**PROBLEM STATEMENT:** Print the lines in the listing below that fall between the line with "Give every instance of the seafood" and the line with "Give every instance of the ice", those two lines included, exactly as they stand and with nothing else.

**EXTRACTED DATA:**
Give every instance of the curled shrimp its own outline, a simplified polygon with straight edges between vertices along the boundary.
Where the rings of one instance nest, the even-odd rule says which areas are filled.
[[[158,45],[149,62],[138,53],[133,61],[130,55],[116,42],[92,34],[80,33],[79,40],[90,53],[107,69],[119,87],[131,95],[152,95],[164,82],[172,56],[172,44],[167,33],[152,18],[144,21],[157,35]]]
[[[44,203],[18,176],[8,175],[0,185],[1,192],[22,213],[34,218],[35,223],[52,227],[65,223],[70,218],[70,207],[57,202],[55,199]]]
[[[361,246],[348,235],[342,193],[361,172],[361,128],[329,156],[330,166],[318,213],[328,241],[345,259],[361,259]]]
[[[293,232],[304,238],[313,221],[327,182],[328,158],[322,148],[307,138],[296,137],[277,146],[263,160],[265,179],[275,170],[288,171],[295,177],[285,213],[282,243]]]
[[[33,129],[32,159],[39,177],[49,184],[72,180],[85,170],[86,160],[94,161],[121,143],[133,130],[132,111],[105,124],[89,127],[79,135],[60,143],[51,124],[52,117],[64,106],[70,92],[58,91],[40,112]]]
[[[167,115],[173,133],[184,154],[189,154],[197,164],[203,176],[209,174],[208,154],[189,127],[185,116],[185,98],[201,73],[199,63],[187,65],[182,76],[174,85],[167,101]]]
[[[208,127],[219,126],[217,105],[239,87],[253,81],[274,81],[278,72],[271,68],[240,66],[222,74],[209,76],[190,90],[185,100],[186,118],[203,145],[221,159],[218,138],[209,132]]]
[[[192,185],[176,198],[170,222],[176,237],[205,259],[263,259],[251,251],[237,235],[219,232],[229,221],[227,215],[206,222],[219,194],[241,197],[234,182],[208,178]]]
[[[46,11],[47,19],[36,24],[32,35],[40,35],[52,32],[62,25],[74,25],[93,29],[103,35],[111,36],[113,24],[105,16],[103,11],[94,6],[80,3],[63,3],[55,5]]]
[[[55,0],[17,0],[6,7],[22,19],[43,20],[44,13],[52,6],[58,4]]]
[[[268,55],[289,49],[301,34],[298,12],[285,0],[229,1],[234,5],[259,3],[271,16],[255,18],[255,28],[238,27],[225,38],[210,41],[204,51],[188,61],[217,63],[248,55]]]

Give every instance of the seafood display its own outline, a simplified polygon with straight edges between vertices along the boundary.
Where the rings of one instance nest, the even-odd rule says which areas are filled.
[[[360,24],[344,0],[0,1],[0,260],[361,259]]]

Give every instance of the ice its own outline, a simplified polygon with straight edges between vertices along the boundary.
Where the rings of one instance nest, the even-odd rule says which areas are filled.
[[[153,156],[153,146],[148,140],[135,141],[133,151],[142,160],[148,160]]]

**SOLUTION:**
Give every instance of the seafood display its own outline, a simplified polygon with straight edges between vertices along the boundary.
Where the rings of one instance nest, the even-odd rule says which areas are filled.
[[[360,24],[344,0],[0,1],[0,260],[361,259]]]

Give every instance of the ice its own outline, a simplified polygon with straight edges between vertices along the boundary.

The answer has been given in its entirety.